Requirement —
Go through each line of the records below and count those with the word "facade". Give only the count.

Input records —
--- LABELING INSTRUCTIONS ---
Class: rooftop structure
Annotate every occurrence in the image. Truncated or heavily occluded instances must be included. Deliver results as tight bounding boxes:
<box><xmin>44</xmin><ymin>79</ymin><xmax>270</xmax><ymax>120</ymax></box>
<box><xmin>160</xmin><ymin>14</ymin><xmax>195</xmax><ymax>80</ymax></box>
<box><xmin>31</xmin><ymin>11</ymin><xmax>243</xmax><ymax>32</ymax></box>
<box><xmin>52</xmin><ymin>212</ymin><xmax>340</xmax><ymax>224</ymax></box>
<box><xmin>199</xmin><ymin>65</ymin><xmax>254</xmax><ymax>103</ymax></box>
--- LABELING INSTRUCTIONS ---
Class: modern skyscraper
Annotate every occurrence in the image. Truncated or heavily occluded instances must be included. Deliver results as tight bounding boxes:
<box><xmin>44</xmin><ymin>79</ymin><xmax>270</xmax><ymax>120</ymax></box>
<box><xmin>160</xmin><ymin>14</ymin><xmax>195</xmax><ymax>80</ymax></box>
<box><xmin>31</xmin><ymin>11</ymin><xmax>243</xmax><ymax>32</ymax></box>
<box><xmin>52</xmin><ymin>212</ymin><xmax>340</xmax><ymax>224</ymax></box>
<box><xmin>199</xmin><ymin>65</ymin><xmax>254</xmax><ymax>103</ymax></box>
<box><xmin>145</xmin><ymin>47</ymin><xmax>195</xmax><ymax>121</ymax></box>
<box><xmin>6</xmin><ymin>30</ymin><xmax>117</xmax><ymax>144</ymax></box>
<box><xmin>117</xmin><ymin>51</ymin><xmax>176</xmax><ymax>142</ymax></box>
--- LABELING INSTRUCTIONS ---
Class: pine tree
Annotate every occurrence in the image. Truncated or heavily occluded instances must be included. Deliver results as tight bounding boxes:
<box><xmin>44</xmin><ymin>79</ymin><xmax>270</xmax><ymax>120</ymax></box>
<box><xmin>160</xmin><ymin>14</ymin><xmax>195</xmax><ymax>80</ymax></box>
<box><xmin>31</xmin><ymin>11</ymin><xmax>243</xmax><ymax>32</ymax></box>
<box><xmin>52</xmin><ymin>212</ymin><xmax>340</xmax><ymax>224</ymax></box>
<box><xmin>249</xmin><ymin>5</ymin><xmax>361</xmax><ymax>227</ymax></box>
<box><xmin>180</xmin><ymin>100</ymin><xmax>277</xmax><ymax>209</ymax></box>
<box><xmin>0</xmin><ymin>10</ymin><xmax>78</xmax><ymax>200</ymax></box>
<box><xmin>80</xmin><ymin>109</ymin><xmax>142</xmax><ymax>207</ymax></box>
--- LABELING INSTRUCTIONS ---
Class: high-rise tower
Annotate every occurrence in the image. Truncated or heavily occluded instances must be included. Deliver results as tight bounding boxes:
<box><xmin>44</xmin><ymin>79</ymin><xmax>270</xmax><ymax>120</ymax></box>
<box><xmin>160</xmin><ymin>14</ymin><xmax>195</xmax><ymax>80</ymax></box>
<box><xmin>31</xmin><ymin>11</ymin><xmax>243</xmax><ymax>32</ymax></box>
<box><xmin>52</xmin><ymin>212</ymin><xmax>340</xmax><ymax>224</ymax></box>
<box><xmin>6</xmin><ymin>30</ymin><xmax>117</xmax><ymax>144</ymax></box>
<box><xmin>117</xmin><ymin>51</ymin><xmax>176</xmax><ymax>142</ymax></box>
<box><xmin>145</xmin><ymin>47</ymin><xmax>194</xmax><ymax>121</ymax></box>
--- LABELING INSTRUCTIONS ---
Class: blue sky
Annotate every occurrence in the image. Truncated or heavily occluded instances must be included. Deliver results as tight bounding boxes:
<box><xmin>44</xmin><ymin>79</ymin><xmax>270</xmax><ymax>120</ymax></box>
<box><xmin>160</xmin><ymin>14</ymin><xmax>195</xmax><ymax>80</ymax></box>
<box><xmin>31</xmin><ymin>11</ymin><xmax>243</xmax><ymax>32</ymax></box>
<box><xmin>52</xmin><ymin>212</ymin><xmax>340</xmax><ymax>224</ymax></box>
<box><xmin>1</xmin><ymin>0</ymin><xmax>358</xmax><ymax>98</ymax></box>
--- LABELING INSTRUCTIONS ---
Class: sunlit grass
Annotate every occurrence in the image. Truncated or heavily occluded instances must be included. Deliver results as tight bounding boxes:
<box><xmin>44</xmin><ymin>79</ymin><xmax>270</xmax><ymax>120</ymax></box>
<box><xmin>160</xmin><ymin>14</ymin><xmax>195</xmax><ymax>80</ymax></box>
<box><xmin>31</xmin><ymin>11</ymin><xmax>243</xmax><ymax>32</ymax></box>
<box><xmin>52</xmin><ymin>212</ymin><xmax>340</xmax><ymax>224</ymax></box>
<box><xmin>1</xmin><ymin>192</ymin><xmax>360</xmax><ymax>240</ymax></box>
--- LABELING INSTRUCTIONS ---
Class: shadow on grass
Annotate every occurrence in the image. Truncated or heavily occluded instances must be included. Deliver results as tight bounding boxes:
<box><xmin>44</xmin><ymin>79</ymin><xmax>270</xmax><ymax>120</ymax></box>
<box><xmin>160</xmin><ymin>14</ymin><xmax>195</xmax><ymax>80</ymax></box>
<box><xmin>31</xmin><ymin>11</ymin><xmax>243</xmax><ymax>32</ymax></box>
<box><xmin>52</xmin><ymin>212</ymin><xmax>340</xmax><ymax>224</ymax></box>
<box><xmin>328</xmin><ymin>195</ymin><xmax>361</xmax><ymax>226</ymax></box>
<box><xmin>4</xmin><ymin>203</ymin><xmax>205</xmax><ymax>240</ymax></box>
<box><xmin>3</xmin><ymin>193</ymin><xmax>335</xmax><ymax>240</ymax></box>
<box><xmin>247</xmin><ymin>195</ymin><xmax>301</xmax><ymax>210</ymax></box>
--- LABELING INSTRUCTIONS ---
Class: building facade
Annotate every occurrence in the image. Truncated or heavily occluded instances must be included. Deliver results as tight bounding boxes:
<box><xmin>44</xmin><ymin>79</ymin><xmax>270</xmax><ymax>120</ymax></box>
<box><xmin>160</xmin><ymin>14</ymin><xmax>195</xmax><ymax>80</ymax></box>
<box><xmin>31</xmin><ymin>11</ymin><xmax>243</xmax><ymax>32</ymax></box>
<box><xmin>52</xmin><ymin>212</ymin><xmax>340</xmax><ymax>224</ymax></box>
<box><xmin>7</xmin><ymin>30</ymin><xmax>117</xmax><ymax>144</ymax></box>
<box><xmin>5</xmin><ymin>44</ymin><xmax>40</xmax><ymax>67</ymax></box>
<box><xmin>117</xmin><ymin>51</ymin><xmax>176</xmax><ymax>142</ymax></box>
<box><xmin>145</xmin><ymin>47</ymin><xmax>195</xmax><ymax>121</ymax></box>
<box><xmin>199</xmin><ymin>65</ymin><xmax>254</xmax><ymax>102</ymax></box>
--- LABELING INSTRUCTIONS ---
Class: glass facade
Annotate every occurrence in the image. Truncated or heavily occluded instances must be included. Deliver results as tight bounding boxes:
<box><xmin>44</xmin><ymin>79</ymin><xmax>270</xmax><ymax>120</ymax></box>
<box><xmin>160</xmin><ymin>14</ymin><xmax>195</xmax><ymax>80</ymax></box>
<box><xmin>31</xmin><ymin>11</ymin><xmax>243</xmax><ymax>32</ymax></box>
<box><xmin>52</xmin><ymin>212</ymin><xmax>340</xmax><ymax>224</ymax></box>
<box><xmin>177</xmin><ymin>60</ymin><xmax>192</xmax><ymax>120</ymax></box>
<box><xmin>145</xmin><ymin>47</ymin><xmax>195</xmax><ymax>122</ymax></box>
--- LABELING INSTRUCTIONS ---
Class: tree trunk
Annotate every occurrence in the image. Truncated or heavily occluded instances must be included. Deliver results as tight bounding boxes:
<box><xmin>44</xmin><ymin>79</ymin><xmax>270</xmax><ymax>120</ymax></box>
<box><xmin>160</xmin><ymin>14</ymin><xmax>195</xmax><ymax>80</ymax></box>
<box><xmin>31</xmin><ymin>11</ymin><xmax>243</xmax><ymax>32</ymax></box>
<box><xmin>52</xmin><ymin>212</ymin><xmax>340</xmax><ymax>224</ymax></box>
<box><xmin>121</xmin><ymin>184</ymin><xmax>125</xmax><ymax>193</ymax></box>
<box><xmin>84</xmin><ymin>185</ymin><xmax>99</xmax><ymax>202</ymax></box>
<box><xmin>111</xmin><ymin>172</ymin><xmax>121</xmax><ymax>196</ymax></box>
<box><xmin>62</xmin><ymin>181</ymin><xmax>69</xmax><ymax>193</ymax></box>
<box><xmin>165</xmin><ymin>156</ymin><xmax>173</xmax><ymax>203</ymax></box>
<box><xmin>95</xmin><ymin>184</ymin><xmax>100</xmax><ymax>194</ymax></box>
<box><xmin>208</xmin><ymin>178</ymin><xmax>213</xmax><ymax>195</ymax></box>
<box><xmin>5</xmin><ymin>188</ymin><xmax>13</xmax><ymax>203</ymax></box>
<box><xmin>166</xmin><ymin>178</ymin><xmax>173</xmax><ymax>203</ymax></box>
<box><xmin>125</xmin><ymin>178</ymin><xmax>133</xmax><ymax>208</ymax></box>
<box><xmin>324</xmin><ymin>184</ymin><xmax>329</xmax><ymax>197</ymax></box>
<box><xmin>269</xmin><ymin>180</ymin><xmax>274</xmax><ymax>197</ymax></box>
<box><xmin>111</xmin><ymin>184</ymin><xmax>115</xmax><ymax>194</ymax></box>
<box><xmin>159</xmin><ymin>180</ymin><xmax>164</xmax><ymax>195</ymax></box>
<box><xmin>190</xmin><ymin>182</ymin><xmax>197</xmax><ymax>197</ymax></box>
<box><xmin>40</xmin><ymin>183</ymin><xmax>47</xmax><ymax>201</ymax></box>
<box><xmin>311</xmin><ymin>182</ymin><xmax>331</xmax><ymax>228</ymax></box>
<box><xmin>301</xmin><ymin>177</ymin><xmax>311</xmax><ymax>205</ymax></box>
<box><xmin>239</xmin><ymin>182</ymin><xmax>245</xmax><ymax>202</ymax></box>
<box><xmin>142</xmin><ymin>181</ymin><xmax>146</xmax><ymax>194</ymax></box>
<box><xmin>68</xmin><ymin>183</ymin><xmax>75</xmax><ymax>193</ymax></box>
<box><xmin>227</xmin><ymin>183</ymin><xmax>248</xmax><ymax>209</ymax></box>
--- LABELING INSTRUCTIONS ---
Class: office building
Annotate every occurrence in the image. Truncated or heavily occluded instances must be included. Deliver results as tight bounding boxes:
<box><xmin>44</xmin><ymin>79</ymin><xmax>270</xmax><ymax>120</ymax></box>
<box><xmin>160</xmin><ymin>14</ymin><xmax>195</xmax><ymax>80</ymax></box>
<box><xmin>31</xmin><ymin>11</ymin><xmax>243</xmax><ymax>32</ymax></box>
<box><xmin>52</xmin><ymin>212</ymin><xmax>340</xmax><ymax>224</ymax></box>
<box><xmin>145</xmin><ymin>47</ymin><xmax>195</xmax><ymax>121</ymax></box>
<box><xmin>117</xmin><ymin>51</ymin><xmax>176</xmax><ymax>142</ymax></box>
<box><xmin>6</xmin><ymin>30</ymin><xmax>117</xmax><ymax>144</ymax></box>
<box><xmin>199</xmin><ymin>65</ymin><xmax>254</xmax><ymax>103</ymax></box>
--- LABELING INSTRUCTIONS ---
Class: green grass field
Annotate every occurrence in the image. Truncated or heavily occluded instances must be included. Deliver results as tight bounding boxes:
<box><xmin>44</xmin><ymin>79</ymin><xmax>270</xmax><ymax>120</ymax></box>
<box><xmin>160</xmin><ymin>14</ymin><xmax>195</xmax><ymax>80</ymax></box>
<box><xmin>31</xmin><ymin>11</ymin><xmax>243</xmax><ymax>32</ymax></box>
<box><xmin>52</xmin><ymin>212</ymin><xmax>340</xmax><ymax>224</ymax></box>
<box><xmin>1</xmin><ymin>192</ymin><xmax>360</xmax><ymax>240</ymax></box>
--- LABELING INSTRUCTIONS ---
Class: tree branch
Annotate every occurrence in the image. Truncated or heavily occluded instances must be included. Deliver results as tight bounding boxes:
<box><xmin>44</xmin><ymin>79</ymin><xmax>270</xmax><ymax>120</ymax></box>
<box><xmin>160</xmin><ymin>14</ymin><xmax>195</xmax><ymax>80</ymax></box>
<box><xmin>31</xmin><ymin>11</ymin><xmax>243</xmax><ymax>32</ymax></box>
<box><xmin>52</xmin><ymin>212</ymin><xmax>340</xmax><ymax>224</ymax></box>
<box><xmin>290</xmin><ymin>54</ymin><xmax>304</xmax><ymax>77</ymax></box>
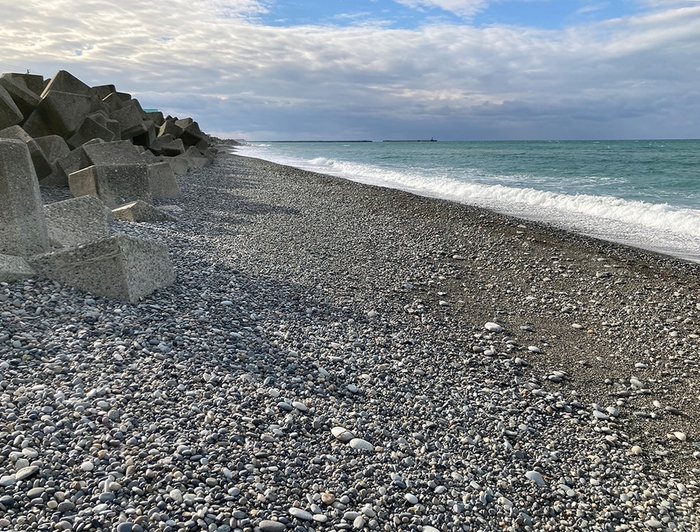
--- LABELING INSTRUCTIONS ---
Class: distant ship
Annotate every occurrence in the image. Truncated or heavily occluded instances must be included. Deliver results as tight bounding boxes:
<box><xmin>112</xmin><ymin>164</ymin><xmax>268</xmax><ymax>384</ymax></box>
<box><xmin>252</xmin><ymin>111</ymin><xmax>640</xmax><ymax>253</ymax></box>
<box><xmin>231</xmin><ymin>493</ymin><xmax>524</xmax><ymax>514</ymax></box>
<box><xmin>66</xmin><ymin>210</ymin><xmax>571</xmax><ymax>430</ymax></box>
<box><xmin>383</xmin><ymin>137</ymin><xmax>437</xmax><ymax>142</ymax></box>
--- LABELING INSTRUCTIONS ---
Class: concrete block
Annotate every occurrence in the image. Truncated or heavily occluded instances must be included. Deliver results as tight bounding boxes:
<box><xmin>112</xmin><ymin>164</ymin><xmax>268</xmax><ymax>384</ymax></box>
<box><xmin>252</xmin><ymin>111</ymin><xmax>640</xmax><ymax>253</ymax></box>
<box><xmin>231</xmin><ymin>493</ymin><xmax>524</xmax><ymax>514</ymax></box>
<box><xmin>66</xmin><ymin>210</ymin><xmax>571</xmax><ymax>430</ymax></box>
<box><xmin>161</xmin><ymin>138</ymin><xmax>185</xmax><ymax>156</ymax></box>
<box><xmin>175</xmin><ymin>118</ymin><xmax>193</xmax><ymax>129</ymax></box>
<box><xmin>92</xmin><ymin>84</ymin><xmax>116</xmax><ymax>100</ymax></box>
<box><xmin>0</xmin><ymin>254</ymin><xmax>35</xmax><ymax>282</ymax></box>
<box><xmin>158</xmin><ymin>120</ymin><xmax>183</xmax><ymax>139</ymax></box>
<box><xmin>180</xmin><ymin>121</ymin><xmax>205</xmax><ymax>147</ymax></box>
<box><xmin>195</xmin><ymin>137</ymin><xmax>210</xmax><ymax>154</ymax></box>
<box><xmin>41</xmin><ymin>70</ymin><xmax>92</xmax><ymax>97</ymax></box>
<box><xmin>34</xmin><ymin>135</ymin><xmax>70</xmax><ymax>163</ymax></box>
<box><xmin>0</xmin><ymin>77</ymin><xmax>40</xmax><ymax>117</ymax></box>
<box><xmin>148</xmin><ymin>161</ymin><xmax>180</xmax><ymax>199</ymax></box>
<box><xmin>133</xmin><ymin>120</ymin><xmax>156</xmax><ymax>148</ymax></box>
<box><xmin>44</xmin><ymin>195</ymin><xmax>111</xmax><ymax>248</ymax></box>
<box><xmin>163</xmin><ymin>156</ymin><xmax>189</xmax><ymax>176</ymax></box>
<box><xmin>112</xmin><ymin>200</ymin><xmax>176</xmax><ymax>222</ymax></box>
<box><xmin>41</xmin><ymin>141</ymin><xmax>98</xmax><ymax>187</ymax></box>
<box><xmin>0</xmin><ymin>84</ymin><xmax>23</xmax><ymax>129</ymax></box>
<box><xmin>67</xmin><ymin>115</ymin><xmax>116</xmax><ymax>149</ymax></box>
<box><xmin>180</xmin><ymin>146</ymin><xmax>209</xmax><ymax>169</ymax></box>
<box><xmin>1</xmin><ymin>73</ymin><xmax>45</xmax><ymax>96</ymax></box>
<box><xmin>105</xmin><ymin>118</ymin><xmax>121</xmax><ymax>140</ymax></box>
<box><xmin>112</xmin><ymin>101</ymin><xmax>147</xmax><ymax>139</ymax></box>
<box><xmin>149</xmin><ymin>134</ymin><xmax>174</xmax><ymax>156</ymax></box>
<box><xmin>83</xmin><ymin>140</ymin><xmax>143</xmax><ymax>166</ymax></box>
<box><xmin>0</xmin><ymin>139</ymin><xmax>50</xmax><ymax>256</ymax></box>
<box><xmin>0</xmin><ymin>125</ymin><xmax>53</xmax><ymax>179</ymax></box>
<box><xmin>69</xmin><ymin>163</ymin><xmax>151</xmax><ymax>208</ymax></box>
<box><xmin>102</xmin><ymin>92</ymin><xmax>124</xmax><ymax>114</ymax></box>
<box><xmin>28</xmin><ymin>233</ymin><xmax>175</xmax><ymax>302</ymax></box>
<box><xmin>145</xmin><ymin>111</ymin><xmax>164</xmax><ymax>127</ymax></box>
<box><xmin>23</xmin><ymin>90</ymin><xmax>93</xmax><ymax>139</ymax></box>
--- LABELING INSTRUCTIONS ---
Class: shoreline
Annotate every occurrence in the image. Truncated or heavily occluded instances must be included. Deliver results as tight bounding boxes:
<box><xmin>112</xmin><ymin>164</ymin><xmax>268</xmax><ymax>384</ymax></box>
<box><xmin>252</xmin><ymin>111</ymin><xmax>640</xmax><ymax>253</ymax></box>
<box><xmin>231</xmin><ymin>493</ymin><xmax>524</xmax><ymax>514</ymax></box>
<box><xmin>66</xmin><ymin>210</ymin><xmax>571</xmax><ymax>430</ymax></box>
<box><xmin>235</xmin><ymin>142</ymin><xmax>700</xmax><ymax>266</ymax></box>
<box><xmin>2</xmin><ymin>150</ymin><xmax>698</xmax><ymax>530</ymax></box>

Problem solution —
2